→ TEXT PROVIDED
****

# Loan horses taken to Orkney without permission



## nouxnoux (12 August 2009)

Does anyone have any information on the I think eight horses which were taken from Coal Aston Derbyshire and were on loan from the Millhouse Animal Sanctuary and taken to the Orkney's without permission.  Haven't heard anything for a while and really hope these animals are back with the sanctuary.


----------



## T_K (14 August 2009)

I believe they have been back home for some time, although one has since passed away due to old age.


----------



## T_K (14 August 2009)

http://www.horseandhound.co.uk/forums/showflat.php/Cat/0/Number/3113311/page/0/fpart/3/vc/1


----------



## Perfect10 (26 October 2009)

On the contrary, they are not home and I'm led to believe there is still legal wrangling going on. Last I heard about three had died.


----------



## Mommaminty (16 October 2011)

Does anyone have any up to date information regarding this?


----------



## Cuffey (16 October 2011)

****

→ DATASET ROWS
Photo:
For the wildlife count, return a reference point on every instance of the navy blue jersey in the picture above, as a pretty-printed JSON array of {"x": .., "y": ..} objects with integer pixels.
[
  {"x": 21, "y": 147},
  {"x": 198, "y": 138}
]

****

→ GIVEN REQUEST
Could you write what comes next in the forum thread about the loan horses taken to Orkney, picking up after its last line?

→ ANSWER BELOW
Mommaminty said:



			Does anyone have any up to date information regarding this?
		
Click to expand...

Please contact Millhouse directly for information
http://animalsheltersheffield.co.uk/contact-us/

According to Stolen Horse Register they are still missing
Goldie Loan horse moved with 8 others - Muffin, Selena, Toby, Dominic, Mintrel, Cassie, Spirit and Rusty; from Coal Aston, Derbyshire
Contact Millhouse Animal Sanctuary 0114 2302907
21.05.2008


----------



## forestfantasy (21 October 2011)

I haven't heard anything about them coming back, the lady who took them had a yard/field literally 2 minutes from my house, my friend now has the land.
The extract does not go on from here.